> **Consignes**
[1] Relevez toutes les phrases interrogatives de l'extrait sur les scandales au Québec.
[2] Poursuivez l'extrait sur les scandales au Québec après sa dernière phrase.
*** Extrait ***
Que se passe-t-il ? Sommes-nous victimes de fraudeurs ? Les estimateurs sont-ils de complets ignorants ? Y-a-t-il une mafia qui s’est installée dans le domaine de la construction avec comme but de souffler les prix et les profits ? Ce ne sont pas les questions qui manquent… (mon blog du 13 août 2009 « des prix de fous »).
J’ai recommandé alors la mise sur pied d’une commission d’enquête sur les coûts de construction. J’estime qu’il est urgent de bien comprendre ce qui se passe afin de faire les corrections nécessaires avant que le Québec entreprenne les cinq prochaines années où plus de 45 milliards $ de travaux d’infrastructures seront réalisés. Nous avons besoin d’hommes et de femmes politiques qui comprennent mieux leur responsabilité en rapport avec la qualité et les finances de la réalisation de grands projets de construction, infrastructures ou autres. Notre monde de la construction doit aussi être à la hauteur, honnête et respectueux des règles de l’art.
Le premier ministre québécois actuel Jean Charest, voit différemment et a confié à la police le mandat de trouver les coupables. J’espère qu’elle réussira. Mais cette décision du PM a déchainé contre lui une tempête politique qui le décrédibilise énormément et qui affectera dans l’avenir, si on juge par le passé, sa possibilité et celle de son parti de revenir au pouvoir, car les Québécois sont choqués de ce qu’ils apprennent.
Puis, il y a la question de l’heure. Celle de la nomination des juges par le gouvernement du Québec. Les deux auteurs de McClean’s semblent dire que les déclarations de l’ex-ministre de la justice Marc Bellemare sont vraies alors que de toute évidence aujourd’hui, après les témoignages de plusieurs personnes qui connaissent le rouage du gouvernement québécois, on peut en douter sérieusement. Ces auteurs disent que les Québécois acceptent les dires de Bellemare. Je crois qu’il est prématuré d’affirmer cela puisque la Commission n’a pas encore terminé son travail. Les Québécois sont plus intelligents que pensent les scribouilleurs de McClean’s
Conclusion
Il est clair que tout au long de l’histoire du Québec, il y a eu des scandales politiques. C’est la même chose ailleurs. Le peuple du Québec a toujours réagi vivement à ces scandales, à partir du moment où ils ont été connus. Il a, à chaque fois, rejeté aux urnes le gouvernement en fonction à ce moment-la. Il le voyait responsable de n’avoir pas agi pour éviter de telles situations.
*** Données extraites ***
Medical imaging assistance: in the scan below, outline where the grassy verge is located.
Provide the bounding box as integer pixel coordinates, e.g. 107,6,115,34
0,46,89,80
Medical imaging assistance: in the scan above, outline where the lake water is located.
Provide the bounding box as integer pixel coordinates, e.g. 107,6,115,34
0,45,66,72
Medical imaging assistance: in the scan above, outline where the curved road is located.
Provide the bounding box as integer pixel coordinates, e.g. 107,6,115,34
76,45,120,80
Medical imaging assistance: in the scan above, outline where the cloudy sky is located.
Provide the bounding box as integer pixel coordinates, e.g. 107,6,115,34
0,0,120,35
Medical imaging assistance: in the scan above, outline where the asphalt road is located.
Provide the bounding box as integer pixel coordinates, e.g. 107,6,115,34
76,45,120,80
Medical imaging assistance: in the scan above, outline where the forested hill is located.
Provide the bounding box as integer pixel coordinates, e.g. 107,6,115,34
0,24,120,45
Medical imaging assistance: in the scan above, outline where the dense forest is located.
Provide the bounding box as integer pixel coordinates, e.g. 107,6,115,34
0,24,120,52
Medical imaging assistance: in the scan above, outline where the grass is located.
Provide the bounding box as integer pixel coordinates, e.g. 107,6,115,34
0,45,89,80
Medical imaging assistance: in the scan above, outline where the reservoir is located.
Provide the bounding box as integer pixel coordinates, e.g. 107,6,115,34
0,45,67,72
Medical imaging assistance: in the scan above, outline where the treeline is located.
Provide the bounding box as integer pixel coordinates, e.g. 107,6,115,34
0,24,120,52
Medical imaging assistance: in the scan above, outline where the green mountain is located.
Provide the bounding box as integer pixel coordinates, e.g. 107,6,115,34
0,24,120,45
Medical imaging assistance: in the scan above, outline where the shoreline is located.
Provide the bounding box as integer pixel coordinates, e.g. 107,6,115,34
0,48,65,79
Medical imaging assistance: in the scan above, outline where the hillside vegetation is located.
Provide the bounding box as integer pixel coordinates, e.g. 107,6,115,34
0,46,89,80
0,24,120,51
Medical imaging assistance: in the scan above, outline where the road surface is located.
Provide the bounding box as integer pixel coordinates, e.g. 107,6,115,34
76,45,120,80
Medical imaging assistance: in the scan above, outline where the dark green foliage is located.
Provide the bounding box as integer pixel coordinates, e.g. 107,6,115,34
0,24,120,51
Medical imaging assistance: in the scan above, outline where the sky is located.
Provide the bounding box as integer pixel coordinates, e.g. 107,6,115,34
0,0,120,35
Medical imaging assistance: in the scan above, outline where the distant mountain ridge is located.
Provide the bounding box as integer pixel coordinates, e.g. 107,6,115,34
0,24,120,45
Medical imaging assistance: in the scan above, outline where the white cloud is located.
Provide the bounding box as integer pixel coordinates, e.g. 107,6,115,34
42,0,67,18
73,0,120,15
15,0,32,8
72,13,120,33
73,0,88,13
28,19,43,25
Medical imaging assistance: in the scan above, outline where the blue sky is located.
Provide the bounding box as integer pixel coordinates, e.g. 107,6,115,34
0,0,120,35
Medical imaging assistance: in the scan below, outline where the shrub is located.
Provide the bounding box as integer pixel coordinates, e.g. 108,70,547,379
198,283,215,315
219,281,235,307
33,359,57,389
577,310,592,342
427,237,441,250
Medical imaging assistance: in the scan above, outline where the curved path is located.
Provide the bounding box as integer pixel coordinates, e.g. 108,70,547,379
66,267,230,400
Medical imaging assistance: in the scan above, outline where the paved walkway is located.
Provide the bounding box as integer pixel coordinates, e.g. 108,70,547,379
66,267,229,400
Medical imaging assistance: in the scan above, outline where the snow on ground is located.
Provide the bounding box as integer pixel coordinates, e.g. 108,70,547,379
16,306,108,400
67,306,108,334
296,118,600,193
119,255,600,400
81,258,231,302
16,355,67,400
***
> **Réponses**
[1]
- Que se passe-t-il ?
- Sommes-nous victimes de fraudeurs ?
- Les estimateurs sont-ils de complets ignorants ?
- Y-a-t-il une mafia qui s'est installée dans le domaine de la construction avec comme but de souffler les prix et les profits ?

[2]
Il est clair que ces scandales sont le lot de quelques individus qui obtiennent un pouvoir particulier du gouvernement et qui l’utilisent de façon malhonnête. Encore là, à chaque fois, malgré que le gouvernement pouvait être impliqué indirectement, ce dernier a réagi et a fait enquête via une commission ou autrement, même si les retombées pouvaient lui nuire.
J’ai connu un très grand nombre d’hommes et de femmes politiques, à tous les niveaux, et je suis absolument convaincu que l’ensemble de ces individus est honnête, intègre et bien intentionné.
Les scandales politiques se manifestent partout au Canada, et non surtout au Québec. C’est de la démagogie pure d’affirmer que le Québec est la province la plus corrompue du pays. C’est vouloir faire mal, salir, dénigrer et gagner aisément des sous au détriment d’autrui. Ces deux journalistes de McClean’s, n’ont cherché qu’à produire une forte impression de surprise, d'intérêt ou d'émotion nonobstant les conséquences néfastes pour les Québécois. Ils voulaient de l’effet, rien d’autre et cela par intérêt personnel. Ce sont clairement des personnages qui ne sont pas à la hauteur du professionnalisme que requiert leur profession. Ce sont de tristes personnages.